_Working data_:
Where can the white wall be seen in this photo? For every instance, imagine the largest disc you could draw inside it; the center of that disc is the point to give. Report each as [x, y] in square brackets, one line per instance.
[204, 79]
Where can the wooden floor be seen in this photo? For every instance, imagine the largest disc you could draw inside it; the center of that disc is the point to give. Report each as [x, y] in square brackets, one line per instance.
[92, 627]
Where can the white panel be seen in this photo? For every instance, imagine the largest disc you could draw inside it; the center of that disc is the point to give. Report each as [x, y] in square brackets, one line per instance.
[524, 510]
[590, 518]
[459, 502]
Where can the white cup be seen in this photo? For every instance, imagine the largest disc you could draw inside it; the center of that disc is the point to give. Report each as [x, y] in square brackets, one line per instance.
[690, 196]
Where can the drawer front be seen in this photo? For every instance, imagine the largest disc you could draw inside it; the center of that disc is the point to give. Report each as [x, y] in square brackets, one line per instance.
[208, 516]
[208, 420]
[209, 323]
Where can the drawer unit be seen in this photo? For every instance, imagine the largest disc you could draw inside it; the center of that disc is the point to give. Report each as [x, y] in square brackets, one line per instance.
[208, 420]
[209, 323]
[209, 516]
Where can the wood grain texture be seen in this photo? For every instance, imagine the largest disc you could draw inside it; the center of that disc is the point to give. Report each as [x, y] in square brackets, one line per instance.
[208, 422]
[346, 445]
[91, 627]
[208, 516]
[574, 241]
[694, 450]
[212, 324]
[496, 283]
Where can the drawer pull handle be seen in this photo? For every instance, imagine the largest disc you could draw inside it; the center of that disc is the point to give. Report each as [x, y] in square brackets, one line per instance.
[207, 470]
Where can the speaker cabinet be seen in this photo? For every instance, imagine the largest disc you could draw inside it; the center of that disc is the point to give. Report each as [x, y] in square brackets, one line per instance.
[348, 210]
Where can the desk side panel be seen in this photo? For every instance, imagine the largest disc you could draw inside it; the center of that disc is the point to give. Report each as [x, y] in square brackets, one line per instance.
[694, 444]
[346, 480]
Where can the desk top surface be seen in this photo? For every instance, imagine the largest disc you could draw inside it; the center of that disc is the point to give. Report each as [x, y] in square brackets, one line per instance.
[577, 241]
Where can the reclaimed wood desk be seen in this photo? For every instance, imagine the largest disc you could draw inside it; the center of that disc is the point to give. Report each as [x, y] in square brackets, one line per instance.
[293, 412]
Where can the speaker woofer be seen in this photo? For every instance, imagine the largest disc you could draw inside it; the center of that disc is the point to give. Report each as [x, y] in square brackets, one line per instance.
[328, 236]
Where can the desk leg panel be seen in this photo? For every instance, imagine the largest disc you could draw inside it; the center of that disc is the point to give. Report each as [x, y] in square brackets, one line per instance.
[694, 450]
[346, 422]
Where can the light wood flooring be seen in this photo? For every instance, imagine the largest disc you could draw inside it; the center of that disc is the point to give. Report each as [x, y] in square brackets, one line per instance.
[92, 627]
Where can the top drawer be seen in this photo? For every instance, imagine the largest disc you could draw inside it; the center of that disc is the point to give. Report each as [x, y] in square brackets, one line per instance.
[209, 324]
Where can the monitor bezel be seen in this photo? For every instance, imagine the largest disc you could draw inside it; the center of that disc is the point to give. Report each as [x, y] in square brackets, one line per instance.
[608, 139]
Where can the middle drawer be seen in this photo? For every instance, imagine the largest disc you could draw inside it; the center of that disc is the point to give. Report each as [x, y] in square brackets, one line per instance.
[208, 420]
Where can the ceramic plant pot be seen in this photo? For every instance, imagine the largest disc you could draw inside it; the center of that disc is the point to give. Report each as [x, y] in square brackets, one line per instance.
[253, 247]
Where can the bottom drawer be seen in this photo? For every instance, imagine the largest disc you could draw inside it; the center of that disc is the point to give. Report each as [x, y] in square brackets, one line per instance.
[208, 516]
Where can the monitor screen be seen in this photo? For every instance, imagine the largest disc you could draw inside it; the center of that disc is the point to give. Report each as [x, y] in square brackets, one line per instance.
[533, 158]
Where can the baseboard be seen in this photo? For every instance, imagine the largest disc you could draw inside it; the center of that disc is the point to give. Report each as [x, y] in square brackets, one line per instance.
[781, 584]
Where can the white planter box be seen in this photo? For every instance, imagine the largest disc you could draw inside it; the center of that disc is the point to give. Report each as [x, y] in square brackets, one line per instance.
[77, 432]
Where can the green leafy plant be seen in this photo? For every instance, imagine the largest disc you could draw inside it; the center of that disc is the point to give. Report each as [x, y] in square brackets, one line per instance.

_What you will do_:
Each record above is to be printed again exactly as written.

_The answer_:
Where can the white wall be seen in this photo? For every instance, imagine the largest disc you could draw inside it; the center of that disc is the point to give. Report each as [x, y] in square brackets, one line per instance.
[204, 79]
Where can the wooden floor be seen in this photo? For every instance, imagine the largest disc you could draw inside it; the center of that disc is the point to give. Report each as [x, y] in square brackets, one line per instance.
[92, 627]
Where can the white panel be seen in this photo? For every instance, imagine the largest disc you could draw inside it; the center of that disc is the point to give. Report each as [x, y] in square brackets, one line per instance.
[524, 510]
[590, 518]
[459, 502]
Where can the white cup be seen in this photo? For every instance, imagine the largest disc you could draw inside it; the center of that disc is the point to give. Report each as [x, y] in square brackets, one line per instance.
[690, 196]
Where can the drawer front be seen in this photo? For every instance, imagine the largest disc you could draw inside it; the center of that disc is the point to give. Report each as [x, y] in square brackets, one line per instance.
[208, 516]
[208, 420]
[209, 323]
Where can the drawer unit be seen in this photo? For every instance, imagine the largest disc you could draw inside it; the center of that disc is the point to give. Report each as [x, y] in square brackets, one line per instance.
[208, 420]
[209, 323]
[209, 516]
Where can the wood grain texture be seen in this photo? For every instance, imagine the largest disc you could draw inside it; the center of that disc is the point to give. Report each as [x, y] in square brackets, one line per instance.
[208, 422]
[346, 445]
[91, 627]
[208, 516]
[574, 241]
[694, 450]
[212, 324]
[496, 283]
Where can the drawer pull handle be seen in this photo? For every instance, imagine the largest disc you could draw inside it; the center of that disc is the point to give. Report each as [x, y] in square brackets, one line per instance.
[207, 470]
Where can the speaker cabinet be seen in this photo? For every instance, imagine the largest disc you could draw inside it; the center of that disc is the point to give. Report each as [x, y] in square brackets, one line per instance.
[348, 210]
Where can the desk side panel be seen in this photo? For every instance, imagine the largest disc you could draw inside it; the center of that disc is the point to give. Report each as [x, y] in square brackets, one line per instance.
[694, 444]
[346, 480]
Where can the desk top surface be seen in this photo? For every instance, imagine the largest disc you could draw inside it; the center of that disc is the point to give. Report each as [x, y] in square brackets, one line per instance.
[577, 241]
Where can the reclaimed wood desk be seen in this photo? For every instance, imagine the largest disc you could draw inside it; the center of that disc is the point to give. Report each as [x, y] in square brackets, one line per instance.
[293, 412]
Where can the speaker woofer be seen in this photo? For every instance, imagine the largest disc you could draw inside it; the center of that disc is the point to give. Report each as [x, y] in square brackets, one line per instance.
[328, 236]
Where can the desk leg panel be seen in this photo? For every instance, imagine the largest disc you could draw inside it; the center of that disc is the point to give. Report each as [x, y] in square brackets, one line per instance.
[694, 450]
[346, 422]
Where can the light wood flooring be seen in this photo? For every instance, imagine the largest disc you could draw inside it; the center of that disc is the point to give. Report each as [x, y] in square brackets, one line per instance.
[92, 627]
Where can the top drawer be seen in this photo? For every instance, imagine the largest disc you could draw inside it; the center of that disc is the point to give. Report each as [x, y] in square brackets, one line per instance.
[209, 324]
Where can the monitor bezel be seen in this photo? For every instance, imagine the largest disc you could draw inside it; the center of that disc is the point to give. Report each as [x, y] in square brackets, one line per instance.
[608, 139]
Where can the middle drawer be seen in this photo? For every instance, imagine the largest disc you could draw inside it; the center of that disc is the point to give. Report each as [x, y] in square brackets, one line per instance.
[208, 420]
Where can the ceramic plant pot be seen in this photo? For every instance, imagine the largest disc you could draw inside it; the center of that disc is the point to give. Report each as [x, y] in square brackets, one line per instance.
[253, 247]
Where can the bottom drawer be seen in this photo? For every instance, imagine the largest disc you could draw inside it; the center of that disc is the point to give. Report each as [x, y] in square brackets, one line per instance.
[208, 516]
Where can the monitor screen be seen in this photo? For every instance, imagine the largest disc you could draw inside it; the center of that disc is the point to give. Report each as [x, y] in square brackets, one line per instance.
[533, 158]
Where can the baseboard be seen in this photo? For every instance, imagine the largest disc you could draw inside it; the center of that disc is the point to give. Report each as [x, y] in square brackets, one line per instance.
[781, 584]
Where can the white planter box be seen in this photo? For every instance, imagine the largest disc you could draw inside it; the center of that disc is the point to give. Report each as [x, y] in square brackets, one line per instance.
[77, 432]
Where can the green leafy plant be seen in this photo? For every instance, imagine the largest disc you could draw inside it; the center of that disc is the point to give. Report each as [x, y] in square brackets, one line per instance.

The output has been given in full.